Information shown:
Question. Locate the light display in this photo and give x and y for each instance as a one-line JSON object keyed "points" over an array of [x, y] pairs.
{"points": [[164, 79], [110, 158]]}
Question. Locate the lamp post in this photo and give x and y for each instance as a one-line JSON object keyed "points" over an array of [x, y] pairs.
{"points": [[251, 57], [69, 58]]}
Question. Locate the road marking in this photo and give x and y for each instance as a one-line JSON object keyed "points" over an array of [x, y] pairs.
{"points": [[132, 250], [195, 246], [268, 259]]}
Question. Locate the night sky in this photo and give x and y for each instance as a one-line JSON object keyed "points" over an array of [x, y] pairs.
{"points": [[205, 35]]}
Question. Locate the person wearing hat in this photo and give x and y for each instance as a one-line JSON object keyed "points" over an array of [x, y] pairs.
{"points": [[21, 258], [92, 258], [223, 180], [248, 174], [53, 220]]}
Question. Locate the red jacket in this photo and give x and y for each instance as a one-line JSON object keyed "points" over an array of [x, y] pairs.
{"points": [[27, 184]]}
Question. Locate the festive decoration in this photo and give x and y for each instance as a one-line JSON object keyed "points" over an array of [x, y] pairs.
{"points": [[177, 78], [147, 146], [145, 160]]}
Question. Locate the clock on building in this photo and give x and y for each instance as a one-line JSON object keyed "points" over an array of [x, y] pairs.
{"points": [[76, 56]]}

---

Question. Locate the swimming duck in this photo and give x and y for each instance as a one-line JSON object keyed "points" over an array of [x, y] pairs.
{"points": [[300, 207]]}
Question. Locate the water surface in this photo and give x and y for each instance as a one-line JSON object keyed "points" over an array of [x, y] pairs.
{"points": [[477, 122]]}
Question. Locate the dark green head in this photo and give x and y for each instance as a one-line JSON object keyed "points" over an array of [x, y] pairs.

==

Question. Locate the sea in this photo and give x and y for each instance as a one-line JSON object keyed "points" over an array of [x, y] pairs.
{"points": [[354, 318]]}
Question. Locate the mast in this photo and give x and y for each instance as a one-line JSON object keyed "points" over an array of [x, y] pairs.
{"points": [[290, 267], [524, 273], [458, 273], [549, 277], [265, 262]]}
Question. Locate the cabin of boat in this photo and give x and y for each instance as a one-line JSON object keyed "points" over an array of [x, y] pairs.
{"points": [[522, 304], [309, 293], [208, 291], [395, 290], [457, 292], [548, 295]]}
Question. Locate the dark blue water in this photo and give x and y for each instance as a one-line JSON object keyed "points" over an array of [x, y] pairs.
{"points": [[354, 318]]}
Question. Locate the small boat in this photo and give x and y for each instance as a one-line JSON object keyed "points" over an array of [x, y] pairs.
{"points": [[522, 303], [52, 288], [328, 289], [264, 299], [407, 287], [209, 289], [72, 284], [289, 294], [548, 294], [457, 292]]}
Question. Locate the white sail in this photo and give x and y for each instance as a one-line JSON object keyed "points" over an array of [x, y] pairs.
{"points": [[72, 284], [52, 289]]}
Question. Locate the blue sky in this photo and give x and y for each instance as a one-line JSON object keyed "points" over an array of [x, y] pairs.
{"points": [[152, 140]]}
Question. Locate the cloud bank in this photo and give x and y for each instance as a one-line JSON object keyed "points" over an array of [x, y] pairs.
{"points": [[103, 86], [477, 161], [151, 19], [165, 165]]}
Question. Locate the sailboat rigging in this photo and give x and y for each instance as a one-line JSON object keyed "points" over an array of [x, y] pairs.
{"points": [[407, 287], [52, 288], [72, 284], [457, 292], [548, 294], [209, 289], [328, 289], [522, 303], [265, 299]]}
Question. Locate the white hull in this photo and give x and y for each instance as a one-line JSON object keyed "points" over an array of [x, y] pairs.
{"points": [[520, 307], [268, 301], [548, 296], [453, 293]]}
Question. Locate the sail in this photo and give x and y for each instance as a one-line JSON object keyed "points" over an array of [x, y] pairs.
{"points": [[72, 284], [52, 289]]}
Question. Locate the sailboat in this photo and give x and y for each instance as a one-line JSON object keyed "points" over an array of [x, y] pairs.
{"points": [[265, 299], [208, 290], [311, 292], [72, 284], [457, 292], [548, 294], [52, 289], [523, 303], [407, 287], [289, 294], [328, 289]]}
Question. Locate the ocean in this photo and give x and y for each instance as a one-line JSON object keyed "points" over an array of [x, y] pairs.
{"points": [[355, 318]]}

Task requirements: Show every line in the records above that contains the word "sailboat", copied in full.

Full output:
Question. Locate the sailboat rigging in this photo and give x and y for each instance as a one-line JSON object keyed "points" over an array of [x, y] pairs.
Question. Locate the sailboat in this photo and give x and y for each instance as a one-line JSON object keyed "points" over an array of [x, y] pairs.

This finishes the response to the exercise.